>> start

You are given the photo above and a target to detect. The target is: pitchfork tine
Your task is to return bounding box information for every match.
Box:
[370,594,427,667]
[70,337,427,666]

>> end

EXERCISE TASK: Write out the records above again, swapping "pitchfork tine" for "rake tooth" and leaving every other word unchanged.

RESULT BELOW:
You are given the photo above and a target to detect. The target is: rake tooth
Your task is to return bounding box information for every match.
Box:
[370,594,427,667]
[70,337,427,666]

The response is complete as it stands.